* EXERCISE DESCRIPTION *
Here is a listing, set out below; repeat its lines from the one with "of the green" to the last, both included, and leave out the pictures.

PROVIDED DATA start

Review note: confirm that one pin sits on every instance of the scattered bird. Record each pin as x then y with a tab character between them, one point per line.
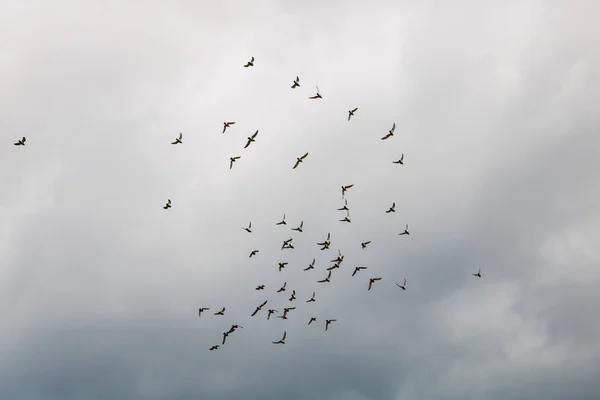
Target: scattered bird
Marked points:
329	321
400	161
403	287
299	228
390	133
296	83
405	231
232	160
316	96
351	113
227	125
372	281
299	160
178	140
282	341
392	208
251	139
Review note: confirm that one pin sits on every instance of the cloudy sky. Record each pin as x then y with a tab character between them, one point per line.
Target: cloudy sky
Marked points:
496	108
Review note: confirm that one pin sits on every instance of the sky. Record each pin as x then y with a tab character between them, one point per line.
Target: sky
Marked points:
496	113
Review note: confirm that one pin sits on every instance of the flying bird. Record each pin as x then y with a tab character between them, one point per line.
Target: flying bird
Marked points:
227	125
403	287
390	133
405	231
282	341
356	269
400	161
232	160
178	140
299	160
316	96
251	139
372	281
351	113
296	83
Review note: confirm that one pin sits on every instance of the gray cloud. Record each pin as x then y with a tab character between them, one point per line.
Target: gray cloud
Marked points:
495	112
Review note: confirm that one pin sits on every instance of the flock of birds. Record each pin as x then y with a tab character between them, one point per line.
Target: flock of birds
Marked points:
288	243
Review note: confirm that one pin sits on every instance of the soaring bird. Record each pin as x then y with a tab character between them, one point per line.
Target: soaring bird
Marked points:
227	125
403	287
372	281
390	133
296	83
251	139
351	113
282	341
405	231
400	161
316	96
232	160
299	160
248	228
178	140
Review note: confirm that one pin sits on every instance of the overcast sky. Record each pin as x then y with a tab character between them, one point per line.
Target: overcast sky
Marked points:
496	112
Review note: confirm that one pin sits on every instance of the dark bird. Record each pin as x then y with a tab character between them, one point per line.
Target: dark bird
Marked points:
403	287
326	279
351	113
248	228
251	139
390	133
316	96
405	231
296	83
282	341
311	266
227	125
201	310
392	208
282	222
329	321
232	160
373	280
299	160
178	140
299	228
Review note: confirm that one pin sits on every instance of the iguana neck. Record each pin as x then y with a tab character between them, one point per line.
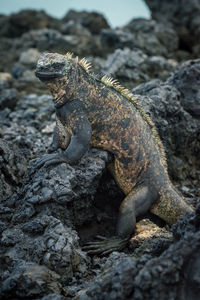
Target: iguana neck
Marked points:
62	91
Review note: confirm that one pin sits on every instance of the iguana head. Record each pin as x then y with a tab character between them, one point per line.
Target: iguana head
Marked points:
59	73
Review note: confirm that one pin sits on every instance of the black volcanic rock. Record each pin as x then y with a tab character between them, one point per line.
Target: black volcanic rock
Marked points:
187	80
48	214
93	21
184	16
151	37
18	23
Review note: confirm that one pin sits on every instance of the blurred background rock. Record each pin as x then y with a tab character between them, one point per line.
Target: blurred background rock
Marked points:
152	48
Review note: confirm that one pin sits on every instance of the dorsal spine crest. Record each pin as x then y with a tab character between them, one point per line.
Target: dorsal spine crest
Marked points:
109	81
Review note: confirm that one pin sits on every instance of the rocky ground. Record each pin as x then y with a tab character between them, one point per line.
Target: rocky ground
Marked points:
47	216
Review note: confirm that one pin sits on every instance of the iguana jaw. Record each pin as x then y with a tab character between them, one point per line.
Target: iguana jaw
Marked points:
45	76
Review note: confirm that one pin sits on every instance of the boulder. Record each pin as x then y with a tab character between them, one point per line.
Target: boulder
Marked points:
183	15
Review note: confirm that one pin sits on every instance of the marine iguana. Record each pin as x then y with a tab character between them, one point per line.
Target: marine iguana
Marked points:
92	112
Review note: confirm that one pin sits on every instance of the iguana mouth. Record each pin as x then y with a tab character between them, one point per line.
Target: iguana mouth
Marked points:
47	75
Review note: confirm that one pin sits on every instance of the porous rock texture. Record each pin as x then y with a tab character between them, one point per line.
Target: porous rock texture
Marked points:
47	215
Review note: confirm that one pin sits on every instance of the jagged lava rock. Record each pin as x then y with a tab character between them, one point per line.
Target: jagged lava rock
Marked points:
178	129
18	23
151	37
134	66
183	15
13	165
93	21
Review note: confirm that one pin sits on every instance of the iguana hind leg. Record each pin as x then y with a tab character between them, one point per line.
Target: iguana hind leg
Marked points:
136	202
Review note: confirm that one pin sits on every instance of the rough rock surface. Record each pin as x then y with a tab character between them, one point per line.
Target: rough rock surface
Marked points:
12	166
47	216
172	275
177	105
183	15
134	66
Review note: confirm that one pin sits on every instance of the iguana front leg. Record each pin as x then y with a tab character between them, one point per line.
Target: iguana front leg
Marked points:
137	202
78	144
61	137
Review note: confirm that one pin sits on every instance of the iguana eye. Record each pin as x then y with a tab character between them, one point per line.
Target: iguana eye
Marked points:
58	66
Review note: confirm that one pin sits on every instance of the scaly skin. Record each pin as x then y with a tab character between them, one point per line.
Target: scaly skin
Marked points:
99	113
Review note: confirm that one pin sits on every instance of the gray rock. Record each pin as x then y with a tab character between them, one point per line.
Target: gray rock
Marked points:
173	275
18	23
12	166
179	131
8	98
134	66
93	21
147	35
183	16
187	81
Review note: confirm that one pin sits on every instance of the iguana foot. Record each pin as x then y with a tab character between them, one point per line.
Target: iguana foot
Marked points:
48	159
105	245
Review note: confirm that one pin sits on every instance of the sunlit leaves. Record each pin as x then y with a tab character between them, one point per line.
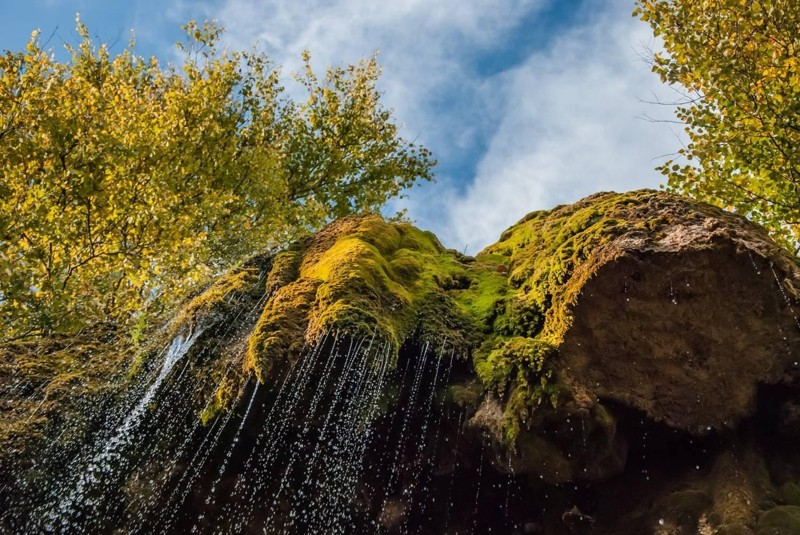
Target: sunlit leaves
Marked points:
125	182
739	62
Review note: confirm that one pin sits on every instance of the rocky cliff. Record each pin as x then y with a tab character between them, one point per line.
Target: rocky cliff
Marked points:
626	364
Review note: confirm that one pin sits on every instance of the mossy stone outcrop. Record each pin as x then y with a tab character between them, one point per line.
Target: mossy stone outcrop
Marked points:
666	305
366	277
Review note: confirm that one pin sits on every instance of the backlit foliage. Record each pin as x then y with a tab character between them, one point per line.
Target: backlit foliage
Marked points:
124	182
739	63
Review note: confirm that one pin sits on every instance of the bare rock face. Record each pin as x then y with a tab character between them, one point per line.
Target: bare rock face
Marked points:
686	324
665	305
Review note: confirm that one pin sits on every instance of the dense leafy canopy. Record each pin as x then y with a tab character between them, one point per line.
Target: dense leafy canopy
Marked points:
739	63
125	182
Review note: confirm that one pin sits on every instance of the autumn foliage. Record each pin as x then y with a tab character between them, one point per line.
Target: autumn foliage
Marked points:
738	63
125	182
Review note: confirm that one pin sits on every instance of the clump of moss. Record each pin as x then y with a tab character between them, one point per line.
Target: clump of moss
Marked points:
520	371
548	253
363	276
46	381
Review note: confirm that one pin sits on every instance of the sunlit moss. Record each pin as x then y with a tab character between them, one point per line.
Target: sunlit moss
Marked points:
363	276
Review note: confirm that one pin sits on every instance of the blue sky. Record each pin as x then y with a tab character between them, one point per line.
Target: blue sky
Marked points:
525	103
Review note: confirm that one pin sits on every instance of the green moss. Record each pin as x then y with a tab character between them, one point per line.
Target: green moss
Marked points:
783	520
363	276
56	377
520	370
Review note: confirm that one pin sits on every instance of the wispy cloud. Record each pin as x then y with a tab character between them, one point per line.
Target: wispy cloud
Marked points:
550	128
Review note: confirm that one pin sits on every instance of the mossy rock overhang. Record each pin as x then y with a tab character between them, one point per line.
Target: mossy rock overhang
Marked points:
664	304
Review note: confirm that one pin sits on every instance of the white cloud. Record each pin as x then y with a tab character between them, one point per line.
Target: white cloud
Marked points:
571	126
558	126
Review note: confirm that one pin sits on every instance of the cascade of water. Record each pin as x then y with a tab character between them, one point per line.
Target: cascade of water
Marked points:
102	462
438	427
395	466
210	498
478	487
420	455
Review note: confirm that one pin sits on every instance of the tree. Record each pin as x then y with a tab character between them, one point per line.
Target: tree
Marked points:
124	183
739	63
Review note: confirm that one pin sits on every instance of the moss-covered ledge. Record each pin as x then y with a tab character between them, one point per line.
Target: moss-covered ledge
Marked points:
363	276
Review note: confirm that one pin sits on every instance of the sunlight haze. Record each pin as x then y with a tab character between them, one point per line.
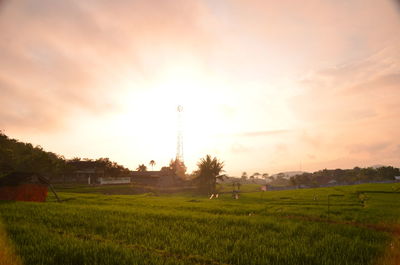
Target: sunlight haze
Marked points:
316	88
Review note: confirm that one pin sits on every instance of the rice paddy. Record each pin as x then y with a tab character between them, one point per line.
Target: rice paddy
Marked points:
358	226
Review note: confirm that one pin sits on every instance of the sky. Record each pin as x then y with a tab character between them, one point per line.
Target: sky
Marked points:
266	86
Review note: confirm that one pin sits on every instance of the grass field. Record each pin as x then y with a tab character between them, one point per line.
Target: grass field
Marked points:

PROVIDED DATA end

* TASK RESULT *
Review note: confirm that one pin sits on every instance of the green moss. Record each pin as x then y with a tab character between them, one point per line.
Target: green moss
Marked points:
783	520
363	276
56	377
520	370
Review note: confirm that one pin sits on every instance of the wispy cloud. Record each pin as x then y with a tab character between them, one point per line.
Target: wispy cloud
Marked points:
550	128
Review note: confirm that one pin sits on every instance of the mossy rock overhang. Record each pin as x then y with a tab character between them, one point per line.
Target: mossy rock overhang
Marked points:
664	304
Review note: confirm that one pin sits on every instance of the white cloud. Record each pin as x then y with a tab character between them, one point per line.
Target: white cloud
Marked points:
571	126
558	126
Review note: confirm that one pin sits on every instance of the cascade of water. Record each pin as x then y with a tab character between them, one point per line.
Target: cascade of water
Marked points:
102	462
438	427
395	466
210	498
478	487
420	455
Review note: confirm that one pin sits on every instance of the tree. Record each pin as x then y with a tab character between them, one point per line.
Target: tree
Marked points:
124	183
739	63
Review note: confirm that one pin sits on every instance of the moss-covered ledge. Record each pin as x then y with a tab character between them, one point per line.
Target: moss-covered ledge
Marked points:
363	276
Review note: confirm that one pin sits on every instance of the sunlight haze. Record each pin as x then y with a tab character between them, one point per line.
Target: sunlight haze
Marked points:
316	88
Review note: confirm that one pin sits on every instance of the rice paddy. Record each pin as x then y with a tab character between them, one point per line.
Target: rice paddy
Marked points:
358	226
Review note: confirm that one pin sits on every instance of the sky. Record each pin as x then y with a tab character between them, one point per line.
Target: sky
Marked points:
266	86
Review note: confirm that one pin sits on every instance of the grass field. Record each pin as x then y with a tab character between them, one point per line.
Target: grass field
Marked points:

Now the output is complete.